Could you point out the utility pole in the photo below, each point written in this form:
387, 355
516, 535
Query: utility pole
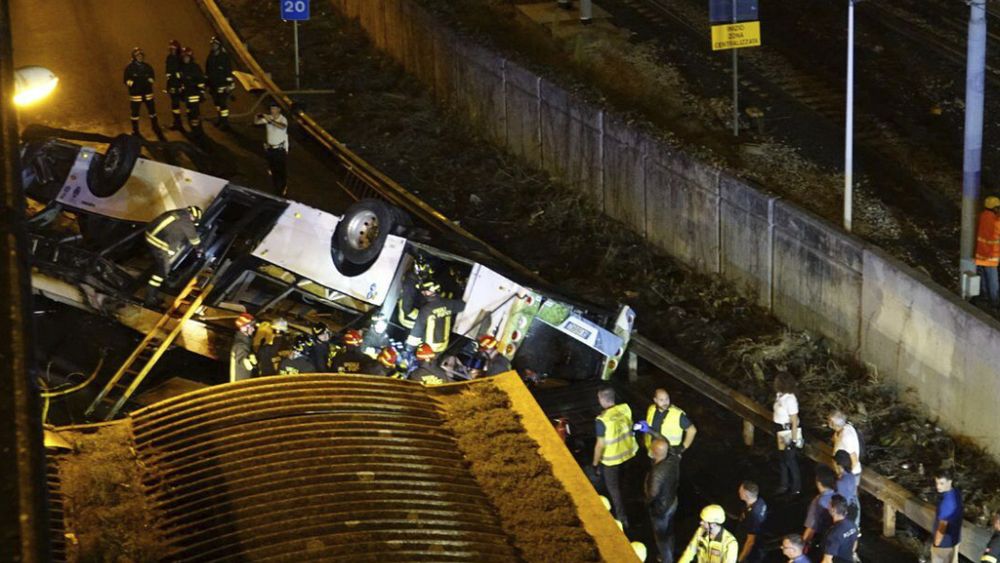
975, 75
_ _ _
Work order:
The reply should repeat the data in full, exactly as given, and contain no pictures.

Written answer:
Could you point out the utility pole in the photo below, each point written in this form:
387, 355
516, 535
Query: utility pole
975, 75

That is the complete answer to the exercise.